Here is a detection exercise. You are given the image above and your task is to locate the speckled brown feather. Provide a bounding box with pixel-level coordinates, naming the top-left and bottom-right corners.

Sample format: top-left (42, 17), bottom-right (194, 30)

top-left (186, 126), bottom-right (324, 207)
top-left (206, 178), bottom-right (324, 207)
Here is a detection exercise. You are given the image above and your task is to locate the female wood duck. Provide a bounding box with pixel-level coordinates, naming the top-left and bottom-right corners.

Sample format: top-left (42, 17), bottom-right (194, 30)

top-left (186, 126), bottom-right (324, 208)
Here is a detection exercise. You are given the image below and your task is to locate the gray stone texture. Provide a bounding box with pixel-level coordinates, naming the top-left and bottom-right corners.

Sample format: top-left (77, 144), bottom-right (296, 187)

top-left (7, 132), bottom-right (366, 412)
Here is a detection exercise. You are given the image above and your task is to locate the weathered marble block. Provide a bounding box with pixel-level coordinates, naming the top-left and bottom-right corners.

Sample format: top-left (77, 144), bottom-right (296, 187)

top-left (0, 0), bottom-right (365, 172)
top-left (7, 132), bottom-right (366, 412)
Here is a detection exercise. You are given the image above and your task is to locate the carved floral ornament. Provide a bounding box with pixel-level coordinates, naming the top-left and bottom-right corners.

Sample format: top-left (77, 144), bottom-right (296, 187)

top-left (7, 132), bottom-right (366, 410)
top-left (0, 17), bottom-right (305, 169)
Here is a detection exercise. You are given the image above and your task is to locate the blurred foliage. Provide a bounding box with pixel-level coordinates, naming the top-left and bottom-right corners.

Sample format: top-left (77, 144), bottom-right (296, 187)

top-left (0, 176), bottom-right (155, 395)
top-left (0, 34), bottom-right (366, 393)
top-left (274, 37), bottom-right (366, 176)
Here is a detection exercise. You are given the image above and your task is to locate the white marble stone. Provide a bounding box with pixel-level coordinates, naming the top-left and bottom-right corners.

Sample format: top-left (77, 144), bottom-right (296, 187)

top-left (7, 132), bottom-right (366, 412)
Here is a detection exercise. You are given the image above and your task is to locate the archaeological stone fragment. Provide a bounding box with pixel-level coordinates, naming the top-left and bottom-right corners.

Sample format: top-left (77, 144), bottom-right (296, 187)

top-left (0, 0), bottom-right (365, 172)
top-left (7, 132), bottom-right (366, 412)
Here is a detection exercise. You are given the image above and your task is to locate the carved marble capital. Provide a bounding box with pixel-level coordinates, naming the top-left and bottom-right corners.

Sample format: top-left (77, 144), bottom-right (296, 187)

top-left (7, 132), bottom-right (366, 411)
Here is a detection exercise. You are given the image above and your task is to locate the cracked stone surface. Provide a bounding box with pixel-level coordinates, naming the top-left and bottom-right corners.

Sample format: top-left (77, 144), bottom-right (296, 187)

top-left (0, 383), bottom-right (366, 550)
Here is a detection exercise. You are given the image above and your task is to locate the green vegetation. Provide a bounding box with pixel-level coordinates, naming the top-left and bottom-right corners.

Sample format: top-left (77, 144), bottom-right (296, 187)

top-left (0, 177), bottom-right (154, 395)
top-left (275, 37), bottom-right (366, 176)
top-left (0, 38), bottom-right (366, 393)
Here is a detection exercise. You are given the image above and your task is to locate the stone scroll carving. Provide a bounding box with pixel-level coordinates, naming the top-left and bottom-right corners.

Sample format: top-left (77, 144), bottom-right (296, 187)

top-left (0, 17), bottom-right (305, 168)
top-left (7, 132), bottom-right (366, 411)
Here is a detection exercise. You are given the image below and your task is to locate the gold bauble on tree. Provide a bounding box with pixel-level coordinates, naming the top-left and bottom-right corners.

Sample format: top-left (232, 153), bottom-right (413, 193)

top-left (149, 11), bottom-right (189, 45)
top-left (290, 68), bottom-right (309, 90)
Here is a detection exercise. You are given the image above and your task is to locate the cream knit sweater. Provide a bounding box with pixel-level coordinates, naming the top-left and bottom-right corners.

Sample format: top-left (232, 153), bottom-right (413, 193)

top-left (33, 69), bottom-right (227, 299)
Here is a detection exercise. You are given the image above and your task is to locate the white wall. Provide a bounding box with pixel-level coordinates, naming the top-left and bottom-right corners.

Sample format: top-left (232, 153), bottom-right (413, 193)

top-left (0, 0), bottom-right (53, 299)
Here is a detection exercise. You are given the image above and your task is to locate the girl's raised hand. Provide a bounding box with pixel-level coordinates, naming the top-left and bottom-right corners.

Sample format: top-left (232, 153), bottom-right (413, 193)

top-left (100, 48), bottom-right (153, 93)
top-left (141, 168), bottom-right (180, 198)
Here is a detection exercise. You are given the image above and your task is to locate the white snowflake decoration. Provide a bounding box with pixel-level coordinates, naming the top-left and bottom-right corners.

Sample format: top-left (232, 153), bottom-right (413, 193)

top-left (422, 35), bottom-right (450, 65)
■ ■ ■
=== Work to do ===
Put the lines of the records above into a numbered list, beginning at the line that contains "locate the green" and stopping after the line that contains "top-left (290, 68), bottom-right (309, 90)". Omit the blank lines.

=== Correct result ===
1. Here is a detection exercise. You are given the image above and your task is to locate the green vegetation. Provide a bounding box with pixel-level coordinates, naming the top-left and bottom-right corners.
2. Sample format: top-left (77, 144), bottom-right (296, 187)
3. top-left (0, 177), bottom-right (154, 395)
4. top-left (275, 37), bottom-right (366, 176)
5. top-left (0, 38), bottom-right (366, 393)
6. Here is a detection exercise. You are given the image above and your task is to locate the stone scroll carving. Provide a bounding box with pixel-level coordinates, naming the top-left and bottom-right corners.
7. Sample format: top-left (77, 144), bottom-right (296, 187)
8. top-left (0, 17), bottom-right (305, 168)
9. top-left (7, 132), bottom-right (366, 411)
10. Here is a detection exercise. You are given the image below and your task is to locate the gold bauble on tree. Provide a bounding box with pixel-level coordinates, naming the top-left and bottom-right corners.
11. Sample format: top-left (232, 153), bottom-right (413, 193)
12. top-left (149, 11), bottom-right (189, 45)
13. top-left (290, 68), bottom-right (309, 90)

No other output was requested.